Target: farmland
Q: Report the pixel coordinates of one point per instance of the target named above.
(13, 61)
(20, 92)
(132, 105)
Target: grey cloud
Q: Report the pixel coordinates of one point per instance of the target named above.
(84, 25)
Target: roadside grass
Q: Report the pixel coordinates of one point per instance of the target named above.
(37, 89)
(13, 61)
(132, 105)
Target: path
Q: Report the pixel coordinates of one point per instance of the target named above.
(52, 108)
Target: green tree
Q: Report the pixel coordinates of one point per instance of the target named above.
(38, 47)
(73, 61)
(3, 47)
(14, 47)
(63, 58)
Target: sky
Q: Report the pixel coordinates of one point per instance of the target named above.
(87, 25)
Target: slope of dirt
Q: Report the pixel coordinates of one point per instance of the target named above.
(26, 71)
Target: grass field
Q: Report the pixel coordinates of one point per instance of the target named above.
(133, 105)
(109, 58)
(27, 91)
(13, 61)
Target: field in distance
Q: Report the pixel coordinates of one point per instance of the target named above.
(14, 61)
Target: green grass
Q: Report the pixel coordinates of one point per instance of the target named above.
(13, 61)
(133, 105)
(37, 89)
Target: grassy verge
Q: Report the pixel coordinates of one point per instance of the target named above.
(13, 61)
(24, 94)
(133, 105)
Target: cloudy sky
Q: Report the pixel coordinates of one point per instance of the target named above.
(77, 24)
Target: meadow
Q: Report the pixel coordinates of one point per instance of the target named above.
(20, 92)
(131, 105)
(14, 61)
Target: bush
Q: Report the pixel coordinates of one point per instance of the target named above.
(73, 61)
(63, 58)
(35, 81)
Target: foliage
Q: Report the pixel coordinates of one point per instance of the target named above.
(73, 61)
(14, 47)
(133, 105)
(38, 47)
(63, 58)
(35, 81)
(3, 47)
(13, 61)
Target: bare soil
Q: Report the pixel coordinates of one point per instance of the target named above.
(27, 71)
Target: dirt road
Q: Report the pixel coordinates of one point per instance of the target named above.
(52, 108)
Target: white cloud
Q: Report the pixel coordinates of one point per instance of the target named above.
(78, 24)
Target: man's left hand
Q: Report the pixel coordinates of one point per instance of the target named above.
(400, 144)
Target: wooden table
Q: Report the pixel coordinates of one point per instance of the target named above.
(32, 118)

...

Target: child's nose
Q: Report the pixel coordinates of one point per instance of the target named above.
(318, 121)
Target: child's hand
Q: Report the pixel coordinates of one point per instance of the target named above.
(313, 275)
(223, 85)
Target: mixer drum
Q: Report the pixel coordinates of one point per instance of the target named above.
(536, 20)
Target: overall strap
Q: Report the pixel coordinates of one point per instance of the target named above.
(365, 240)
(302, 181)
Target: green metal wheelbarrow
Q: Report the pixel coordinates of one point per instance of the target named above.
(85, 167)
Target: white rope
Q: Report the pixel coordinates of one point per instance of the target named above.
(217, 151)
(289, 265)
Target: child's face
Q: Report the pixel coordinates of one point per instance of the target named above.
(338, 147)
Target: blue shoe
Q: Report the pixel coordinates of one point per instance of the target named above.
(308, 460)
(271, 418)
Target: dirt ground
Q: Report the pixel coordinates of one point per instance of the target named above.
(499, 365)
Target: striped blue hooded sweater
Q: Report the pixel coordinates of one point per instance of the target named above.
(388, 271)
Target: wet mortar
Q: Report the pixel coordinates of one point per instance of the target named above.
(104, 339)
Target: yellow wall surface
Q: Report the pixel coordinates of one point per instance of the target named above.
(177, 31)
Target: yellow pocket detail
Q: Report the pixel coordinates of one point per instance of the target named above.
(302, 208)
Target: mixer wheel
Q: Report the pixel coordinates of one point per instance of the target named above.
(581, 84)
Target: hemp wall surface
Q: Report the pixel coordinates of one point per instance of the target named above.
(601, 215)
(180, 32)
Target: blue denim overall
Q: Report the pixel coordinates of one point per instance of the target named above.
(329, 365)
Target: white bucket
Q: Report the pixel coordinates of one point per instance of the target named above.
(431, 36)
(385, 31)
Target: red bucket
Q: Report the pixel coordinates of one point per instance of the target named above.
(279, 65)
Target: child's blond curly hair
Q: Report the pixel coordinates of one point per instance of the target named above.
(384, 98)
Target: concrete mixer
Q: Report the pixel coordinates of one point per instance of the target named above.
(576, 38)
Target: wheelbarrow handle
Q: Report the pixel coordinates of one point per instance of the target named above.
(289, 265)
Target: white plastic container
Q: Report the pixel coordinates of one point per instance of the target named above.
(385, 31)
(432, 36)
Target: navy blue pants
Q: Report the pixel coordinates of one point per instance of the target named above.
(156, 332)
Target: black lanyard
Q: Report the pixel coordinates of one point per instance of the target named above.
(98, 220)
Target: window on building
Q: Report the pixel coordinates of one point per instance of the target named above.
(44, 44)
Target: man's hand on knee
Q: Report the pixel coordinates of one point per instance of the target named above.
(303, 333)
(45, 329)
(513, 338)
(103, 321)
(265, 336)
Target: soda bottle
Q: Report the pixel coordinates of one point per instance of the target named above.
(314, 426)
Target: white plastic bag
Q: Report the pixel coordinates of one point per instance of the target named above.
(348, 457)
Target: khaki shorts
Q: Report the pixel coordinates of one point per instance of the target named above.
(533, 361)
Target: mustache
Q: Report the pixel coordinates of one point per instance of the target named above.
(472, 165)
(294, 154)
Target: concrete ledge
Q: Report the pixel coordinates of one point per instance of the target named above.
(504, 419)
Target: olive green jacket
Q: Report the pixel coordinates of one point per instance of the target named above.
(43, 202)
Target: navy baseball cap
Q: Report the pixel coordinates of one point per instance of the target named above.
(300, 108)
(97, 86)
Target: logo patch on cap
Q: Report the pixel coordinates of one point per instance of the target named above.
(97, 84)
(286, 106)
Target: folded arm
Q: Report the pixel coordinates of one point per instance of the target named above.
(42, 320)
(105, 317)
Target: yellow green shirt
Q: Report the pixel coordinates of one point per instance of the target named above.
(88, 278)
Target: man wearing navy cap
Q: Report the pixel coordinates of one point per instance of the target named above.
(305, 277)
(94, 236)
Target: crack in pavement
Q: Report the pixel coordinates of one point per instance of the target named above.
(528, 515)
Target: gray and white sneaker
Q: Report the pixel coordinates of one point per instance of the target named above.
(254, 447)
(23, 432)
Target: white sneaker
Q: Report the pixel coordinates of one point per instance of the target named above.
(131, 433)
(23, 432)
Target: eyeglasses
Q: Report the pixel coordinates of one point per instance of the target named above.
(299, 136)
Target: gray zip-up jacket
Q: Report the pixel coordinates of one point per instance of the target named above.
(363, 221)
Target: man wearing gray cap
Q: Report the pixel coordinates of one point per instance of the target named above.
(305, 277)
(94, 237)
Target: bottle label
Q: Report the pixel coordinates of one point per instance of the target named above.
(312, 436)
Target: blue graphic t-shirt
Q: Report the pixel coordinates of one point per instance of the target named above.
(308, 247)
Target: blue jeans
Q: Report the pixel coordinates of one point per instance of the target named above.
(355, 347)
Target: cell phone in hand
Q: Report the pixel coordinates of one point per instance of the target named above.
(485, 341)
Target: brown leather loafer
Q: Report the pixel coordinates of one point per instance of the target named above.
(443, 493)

...

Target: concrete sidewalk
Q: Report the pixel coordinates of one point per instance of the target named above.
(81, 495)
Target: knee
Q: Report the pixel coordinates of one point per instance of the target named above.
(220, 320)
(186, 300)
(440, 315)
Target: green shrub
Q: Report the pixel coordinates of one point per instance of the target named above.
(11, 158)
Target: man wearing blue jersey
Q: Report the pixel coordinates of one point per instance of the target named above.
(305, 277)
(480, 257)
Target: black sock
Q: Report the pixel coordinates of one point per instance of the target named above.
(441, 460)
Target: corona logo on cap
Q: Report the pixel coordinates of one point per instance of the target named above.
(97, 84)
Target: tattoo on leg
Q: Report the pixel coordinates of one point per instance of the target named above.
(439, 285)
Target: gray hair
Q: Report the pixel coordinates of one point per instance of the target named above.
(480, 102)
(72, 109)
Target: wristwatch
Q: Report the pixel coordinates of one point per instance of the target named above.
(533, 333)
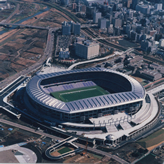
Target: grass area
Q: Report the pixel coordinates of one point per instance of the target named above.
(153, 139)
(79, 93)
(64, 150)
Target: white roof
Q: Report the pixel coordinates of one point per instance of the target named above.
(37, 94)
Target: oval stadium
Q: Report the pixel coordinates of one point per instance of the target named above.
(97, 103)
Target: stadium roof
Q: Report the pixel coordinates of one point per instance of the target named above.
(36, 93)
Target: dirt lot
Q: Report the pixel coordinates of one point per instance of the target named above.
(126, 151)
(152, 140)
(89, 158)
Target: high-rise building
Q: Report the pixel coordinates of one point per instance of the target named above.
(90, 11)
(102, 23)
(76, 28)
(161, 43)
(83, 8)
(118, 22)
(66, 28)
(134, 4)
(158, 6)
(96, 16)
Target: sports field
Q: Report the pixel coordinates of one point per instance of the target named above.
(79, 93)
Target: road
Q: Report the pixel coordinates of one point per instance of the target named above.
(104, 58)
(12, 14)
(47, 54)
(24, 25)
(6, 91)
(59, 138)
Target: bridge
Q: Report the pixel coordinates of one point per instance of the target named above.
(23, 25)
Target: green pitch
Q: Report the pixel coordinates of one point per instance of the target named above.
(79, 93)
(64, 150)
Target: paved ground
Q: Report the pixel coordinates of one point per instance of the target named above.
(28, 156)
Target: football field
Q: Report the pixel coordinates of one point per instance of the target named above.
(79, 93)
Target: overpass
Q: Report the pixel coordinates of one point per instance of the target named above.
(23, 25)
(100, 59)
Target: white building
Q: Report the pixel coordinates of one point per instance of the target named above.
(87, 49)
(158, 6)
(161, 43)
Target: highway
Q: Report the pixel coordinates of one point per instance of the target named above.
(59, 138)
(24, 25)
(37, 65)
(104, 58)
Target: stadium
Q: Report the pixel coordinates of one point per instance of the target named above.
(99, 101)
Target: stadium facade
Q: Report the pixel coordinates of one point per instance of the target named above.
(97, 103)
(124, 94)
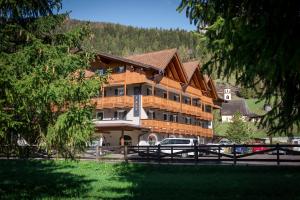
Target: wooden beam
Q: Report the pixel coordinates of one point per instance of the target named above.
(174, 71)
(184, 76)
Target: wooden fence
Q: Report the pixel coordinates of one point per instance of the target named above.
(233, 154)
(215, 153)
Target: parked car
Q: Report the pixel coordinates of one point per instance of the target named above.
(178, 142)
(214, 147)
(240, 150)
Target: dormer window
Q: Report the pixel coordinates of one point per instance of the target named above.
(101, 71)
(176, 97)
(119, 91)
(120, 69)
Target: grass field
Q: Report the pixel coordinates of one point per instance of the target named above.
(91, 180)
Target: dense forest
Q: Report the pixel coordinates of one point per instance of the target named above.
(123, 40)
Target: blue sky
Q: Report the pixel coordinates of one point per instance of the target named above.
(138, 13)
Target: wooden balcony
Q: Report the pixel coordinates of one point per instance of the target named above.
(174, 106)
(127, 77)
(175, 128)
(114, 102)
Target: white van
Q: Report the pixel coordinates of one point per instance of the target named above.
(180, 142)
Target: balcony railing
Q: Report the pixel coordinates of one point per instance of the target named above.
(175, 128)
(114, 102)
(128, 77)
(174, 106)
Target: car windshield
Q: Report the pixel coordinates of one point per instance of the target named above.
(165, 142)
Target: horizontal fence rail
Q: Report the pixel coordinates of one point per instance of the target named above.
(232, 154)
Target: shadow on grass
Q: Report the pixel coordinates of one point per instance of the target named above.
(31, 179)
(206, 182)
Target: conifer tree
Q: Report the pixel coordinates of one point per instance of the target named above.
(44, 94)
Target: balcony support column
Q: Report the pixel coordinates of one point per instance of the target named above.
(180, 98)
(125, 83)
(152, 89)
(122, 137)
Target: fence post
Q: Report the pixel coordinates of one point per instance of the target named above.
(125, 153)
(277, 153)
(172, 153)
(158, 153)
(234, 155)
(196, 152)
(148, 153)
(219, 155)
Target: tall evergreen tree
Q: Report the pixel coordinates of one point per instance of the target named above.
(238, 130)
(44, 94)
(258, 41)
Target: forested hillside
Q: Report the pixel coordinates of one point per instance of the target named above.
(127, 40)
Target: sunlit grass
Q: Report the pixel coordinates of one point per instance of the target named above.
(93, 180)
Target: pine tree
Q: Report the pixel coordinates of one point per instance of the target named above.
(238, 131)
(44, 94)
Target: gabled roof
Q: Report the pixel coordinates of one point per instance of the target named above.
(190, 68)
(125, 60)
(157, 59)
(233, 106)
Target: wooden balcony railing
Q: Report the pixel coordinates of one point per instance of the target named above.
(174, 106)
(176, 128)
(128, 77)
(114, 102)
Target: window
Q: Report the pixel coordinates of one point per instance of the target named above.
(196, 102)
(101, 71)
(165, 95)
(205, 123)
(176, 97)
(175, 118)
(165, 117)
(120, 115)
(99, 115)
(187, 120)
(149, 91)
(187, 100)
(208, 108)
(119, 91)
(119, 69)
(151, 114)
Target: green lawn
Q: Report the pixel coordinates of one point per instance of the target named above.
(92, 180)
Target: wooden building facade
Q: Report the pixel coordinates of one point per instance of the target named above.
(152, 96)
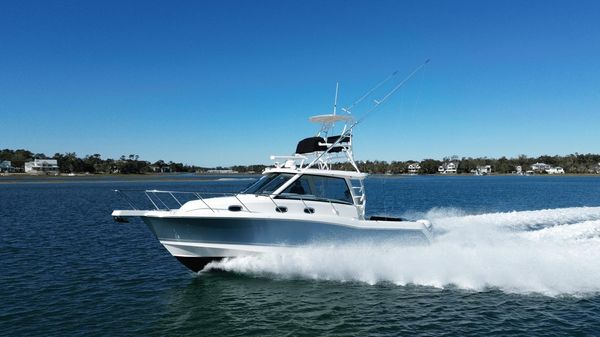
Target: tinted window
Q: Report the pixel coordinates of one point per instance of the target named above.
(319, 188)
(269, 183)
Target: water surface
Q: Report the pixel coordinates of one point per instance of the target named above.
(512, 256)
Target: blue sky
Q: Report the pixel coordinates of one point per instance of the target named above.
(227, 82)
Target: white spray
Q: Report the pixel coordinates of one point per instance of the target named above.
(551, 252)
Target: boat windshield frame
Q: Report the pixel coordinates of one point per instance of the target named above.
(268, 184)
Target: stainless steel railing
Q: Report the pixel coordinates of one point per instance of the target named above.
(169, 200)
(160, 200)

● **What to produce**:
Copy out every line in the entries above that holds "concrete".

● **Response**:
Target: concrete mixer
Target: concrete ledge
Target: concrete sidewalk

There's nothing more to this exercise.